Textauszug:
■ ■ ■ ■ ■

Fall für die Justiz

Gefälschte Impfpässe: Fürther Amtsgericht verhängt erste Geldstrafen

20.1.2022, 06:00 Uhr
Gefälschte Impfpässe: Fürther Amtsgericht verhängt erste Geldstrafen

© Foto: Stefan Puchner/dpa

Einkaufsbummel, Restaurantbesuch, ein Abend im Kino: Ohne einen Impf- oder Genesenennachweis ist all das momentan nicht möglich. Kein Wunder, dass der Handel mit gefälschten Impfpässen oder QR-Codes boomt. Mehr als 12.000 solcher Verdachtsfälle geht die Polizei bundesweit inzwischen nach. Bayern belegt hier einen traurigen Spitzenplatz mit mehr als 4000 Verfahren und 5500 sichergestellten Impfpässen. Auch in Fürth gab es bereits einige Fälle.

Am Amtsgericht Nürnberg-Fürth rechnet man deshalb mit etlichen Verhandlungen. Rund 400 Fälle von gefälschten Zertifikaten werden dort demnächst behandelt werden müssen. Den Auftakt machte nun ein junges Ehepaar.

Die beiden waren Mitte Oktober in einer Apotheke in Ronhof aufgefallen. Dort hatten sie ihre Impfpässe vorgelegt, um das digitale Impfzertifikat, den QR-Code, zu bekommen, der Zugang gewährt zu den Bereichen, für die ein Nachweis erforderlich ist. Zwar hatten die Pässe den Aufkleber über das verabreichte Vakzin nebst Chargennummer, einen Stempel vom Impfzentrum sowie die Unterschrift eines Arztes. Doch den aufmerksamen Mitarbeitern der Apotheke entging nicht, dass die Angaben gefälscht waren. Sie erstatteten Anzeige.

Nun mussten sich die beiden vor dem Fürther Amtsgericht verantworten. Zur Seite standen dem 29-jährigen Angeklagten sowie seiner 23 Jahre alten Ehefrau jeweils ein Pflichtverteidiger, was bei Verfahren, bei denen ein eher mildes Urteil zu erwarten ist, eigentlich unüblich ist.

■ ■ ■ ■ ■

Gelesenes anwenden:
**a)** Beantworten Sie anhand des Artikels die folgenden Fragen.
(i) Wie viele Verfahren gibt es laut dem Artikel in Bayern?
(ii) Wie viele Fälle gefälschter Zertifikate muss das Amtsgericht Nürnberg-Fürth demnächst behandeln?
(iii) Wo war das junge Ehepaar Mitte Oktober aufgefallen?
**b)** Schreiben Sie alles im Artikel von „Einkaufsbummel, Restaurantbesuch, ein“ bis hin zu „ein junges Ehepaar.“ ab und ersetzen Sie dabei „Ehepaar“ durch „Paar“.
Das anschließende Material stammt aus einer anderen Quelle.

Einer Sammlung entnommene Datensätze:

■ ■ ■ ■ ■

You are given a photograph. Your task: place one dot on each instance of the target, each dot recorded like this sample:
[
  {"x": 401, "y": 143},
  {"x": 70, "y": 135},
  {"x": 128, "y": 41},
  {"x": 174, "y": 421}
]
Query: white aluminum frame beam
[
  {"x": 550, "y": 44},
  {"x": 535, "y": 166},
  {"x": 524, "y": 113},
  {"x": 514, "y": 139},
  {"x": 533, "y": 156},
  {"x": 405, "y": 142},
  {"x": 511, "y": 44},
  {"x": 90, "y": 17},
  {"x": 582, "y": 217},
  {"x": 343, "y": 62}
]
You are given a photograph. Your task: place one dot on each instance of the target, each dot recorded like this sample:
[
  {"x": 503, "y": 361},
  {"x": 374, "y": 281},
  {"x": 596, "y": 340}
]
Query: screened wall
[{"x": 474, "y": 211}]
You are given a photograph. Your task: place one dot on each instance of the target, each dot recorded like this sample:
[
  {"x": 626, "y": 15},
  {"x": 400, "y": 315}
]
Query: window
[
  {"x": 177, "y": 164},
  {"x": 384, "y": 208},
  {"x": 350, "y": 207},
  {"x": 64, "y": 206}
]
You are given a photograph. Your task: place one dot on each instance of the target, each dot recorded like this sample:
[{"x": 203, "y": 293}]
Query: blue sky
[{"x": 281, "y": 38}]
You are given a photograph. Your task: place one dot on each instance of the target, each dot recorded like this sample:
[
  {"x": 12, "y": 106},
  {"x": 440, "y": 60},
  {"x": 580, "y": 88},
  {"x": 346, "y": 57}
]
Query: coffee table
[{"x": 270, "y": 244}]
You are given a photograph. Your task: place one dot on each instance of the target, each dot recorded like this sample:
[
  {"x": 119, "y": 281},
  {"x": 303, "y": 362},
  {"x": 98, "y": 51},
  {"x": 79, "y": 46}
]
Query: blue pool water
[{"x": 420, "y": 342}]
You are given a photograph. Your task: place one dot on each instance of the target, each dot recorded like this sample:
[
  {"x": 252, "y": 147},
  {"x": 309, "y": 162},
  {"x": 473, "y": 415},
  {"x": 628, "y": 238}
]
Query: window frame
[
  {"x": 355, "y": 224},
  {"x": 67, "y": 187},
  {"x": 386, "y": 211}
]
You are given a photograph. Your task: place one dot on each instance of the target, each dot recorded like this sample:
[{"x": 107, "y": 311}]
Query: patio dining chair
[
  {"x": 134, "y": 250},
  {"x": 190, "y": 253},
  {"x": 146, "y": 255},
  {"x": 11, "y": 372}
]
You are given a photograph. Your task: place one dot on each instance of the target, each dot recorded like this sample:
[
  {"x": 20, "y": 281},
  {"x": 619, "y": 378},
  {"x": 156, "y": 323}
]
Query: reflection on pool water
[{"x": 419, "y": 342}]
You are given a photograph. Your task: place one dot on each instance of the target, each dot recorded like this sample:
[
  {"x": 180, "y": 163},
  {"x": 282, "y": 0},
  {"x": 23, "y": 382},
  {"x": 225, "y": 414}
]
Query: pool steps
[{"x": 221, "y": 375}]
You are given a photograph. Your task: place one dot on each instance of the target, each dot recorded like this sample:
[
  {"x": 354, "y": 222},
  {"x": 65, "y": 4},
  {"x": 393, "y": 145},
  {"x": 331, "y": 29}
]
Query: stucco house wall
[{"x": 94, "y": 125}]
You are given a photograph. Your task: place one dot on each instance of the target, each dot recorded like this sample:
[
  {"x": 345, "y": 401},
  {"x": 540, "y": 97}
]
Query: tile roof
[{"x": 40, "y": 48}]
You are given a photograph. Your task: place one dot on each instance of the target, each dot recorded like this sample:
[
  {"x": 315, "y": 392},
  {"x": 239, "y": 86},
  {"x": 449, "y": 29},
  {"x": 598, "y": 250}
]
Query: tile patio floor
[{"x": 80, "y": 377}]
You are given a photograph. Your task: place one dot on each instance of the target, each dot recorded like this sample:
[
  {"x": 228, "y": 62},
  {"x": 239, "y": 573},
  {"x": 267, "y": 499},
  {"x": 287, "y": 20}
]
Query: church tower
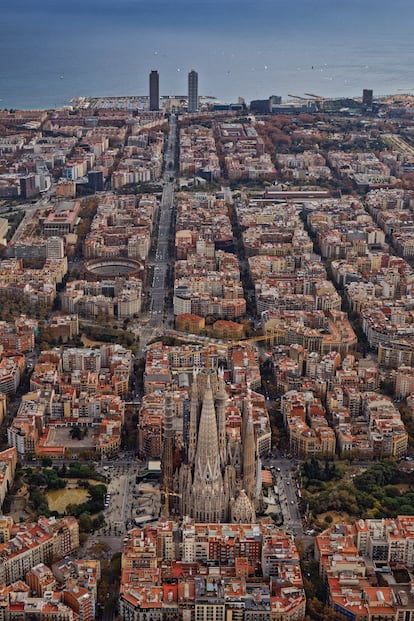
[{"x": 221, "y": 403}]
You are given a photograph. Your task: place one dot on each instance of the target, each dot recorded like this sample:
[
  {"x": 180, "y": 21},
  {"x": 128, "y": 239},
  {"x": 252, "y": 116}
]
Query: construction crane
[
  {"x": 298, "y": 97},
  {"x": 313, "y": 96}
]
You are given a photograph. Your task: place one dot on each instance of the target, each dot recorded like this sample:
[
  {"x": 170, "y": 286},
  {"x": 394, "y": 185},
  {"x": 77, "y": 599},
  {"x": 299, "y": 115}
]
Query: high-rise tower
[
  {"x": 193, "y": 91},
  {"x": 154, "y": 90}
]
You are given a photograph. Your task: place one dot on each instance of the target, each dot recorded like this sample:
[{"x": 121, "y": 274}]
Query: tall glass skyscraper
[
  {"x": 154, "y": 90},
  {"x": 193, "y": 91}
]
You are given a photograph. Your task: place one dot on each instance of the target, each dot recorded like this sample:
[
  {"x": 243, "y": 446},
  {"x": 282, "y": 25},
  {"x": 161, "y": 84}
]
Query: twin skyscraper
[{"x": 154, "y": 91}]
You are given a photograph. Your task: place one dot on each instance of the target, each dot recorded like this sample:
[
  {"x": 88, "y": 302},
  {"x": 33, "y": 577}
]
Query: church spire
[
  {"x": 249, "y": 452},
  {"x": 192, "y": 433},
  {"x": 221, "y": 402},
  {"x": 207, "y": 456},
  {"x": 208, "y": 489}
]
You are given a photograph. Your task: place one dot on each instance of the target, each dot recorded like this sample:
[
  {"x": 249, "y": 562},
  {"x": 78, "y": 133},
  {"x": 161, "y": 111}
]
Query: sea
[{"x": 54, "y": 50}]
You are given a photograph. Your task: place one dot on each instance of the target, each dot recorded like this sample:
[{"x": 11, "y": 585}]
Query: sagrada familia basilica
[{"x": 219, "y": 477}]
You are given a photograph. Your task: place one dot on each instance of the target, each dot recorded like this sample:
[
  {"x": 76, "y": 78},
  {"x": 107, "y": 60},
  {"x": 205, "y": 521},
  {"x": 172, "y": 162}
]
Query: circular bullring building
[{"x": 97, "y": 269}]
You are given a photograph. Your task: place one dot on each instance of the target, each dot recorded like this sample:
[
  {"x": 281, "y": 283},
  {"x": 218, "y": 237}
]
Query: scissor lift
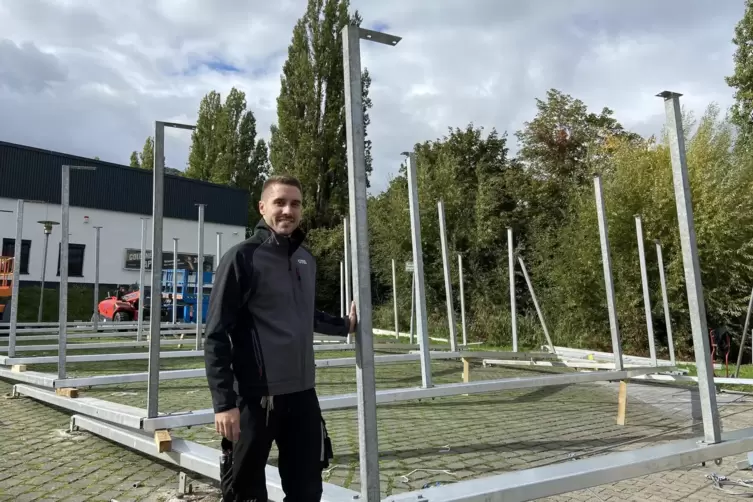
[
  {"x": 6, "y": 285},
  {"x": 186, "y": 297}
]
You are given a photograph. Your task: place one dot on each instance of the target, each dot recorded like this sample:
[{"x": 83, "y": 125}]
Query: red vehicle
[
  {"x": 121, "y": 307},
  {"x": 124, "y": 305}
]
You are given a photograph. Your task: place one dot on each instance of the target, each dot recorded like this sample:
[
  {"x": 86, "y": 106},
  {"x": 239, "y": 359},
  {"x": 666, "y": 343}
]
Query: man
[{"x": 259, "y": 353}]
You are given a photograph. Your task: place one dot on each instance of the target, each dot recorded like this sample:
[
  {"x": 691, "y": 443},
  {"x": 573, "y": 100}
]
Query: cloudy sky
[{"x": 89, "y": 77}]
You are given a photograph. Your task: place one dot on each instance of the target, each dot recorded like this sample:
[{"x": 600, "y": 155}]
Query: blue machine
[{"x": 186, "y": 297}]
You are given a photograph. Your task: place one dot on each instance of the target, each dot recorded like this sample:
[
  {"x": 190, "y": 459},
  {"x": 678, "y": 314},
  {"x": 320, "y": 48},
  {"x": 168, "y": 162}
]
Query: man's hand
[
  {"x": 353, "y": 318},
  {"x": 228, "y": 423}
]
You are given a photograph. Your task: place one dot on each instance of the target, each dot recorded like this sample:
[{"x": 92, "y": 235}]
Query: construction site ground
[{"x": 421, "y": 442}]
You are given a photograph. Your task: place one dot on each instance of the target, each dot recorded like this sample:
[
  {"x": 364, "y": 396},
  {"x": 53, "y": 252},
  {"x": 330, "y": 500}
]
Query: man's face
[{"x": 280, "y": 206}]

■ ■ ■ ■ ■

Antworten der Reihe:
**a)**
(i) Mehr als 4000 Verfahren.
(ii) Rund 400 Fälle.
(iii) In einer Apotheke in Ronhof.

**b)**
Einkaufsbummel, Restaurantbesuch, ein Abend im Kino: Ohne einen Impf- oder Genesenennachweis ist all das momentan nicht möglich. Kein Wunder, dass der Handel mit gefälschten Impfpässen oder QR-Codes boomt. Mehr als 12.000 solcher Verdachtsfälle geht die Polizei bundesweit inzwischen nach. Bayern belegt hier einen traurigen Spitzenplatz mit mehr als 4000 Verfahren und 5500 sichergestellten Impfpässen. Auch in Fürth gab es bereits einige Fälle.

Am Amtsgericht Nürnberg-Fürth rechnet man deshalb mit etlichen Verhandlungen. Rund 400 Fälle von gefälschten Zertifikaten werden dort demnächst behandelt werden müssen. Den Auftakt machte nun ein junges Paar.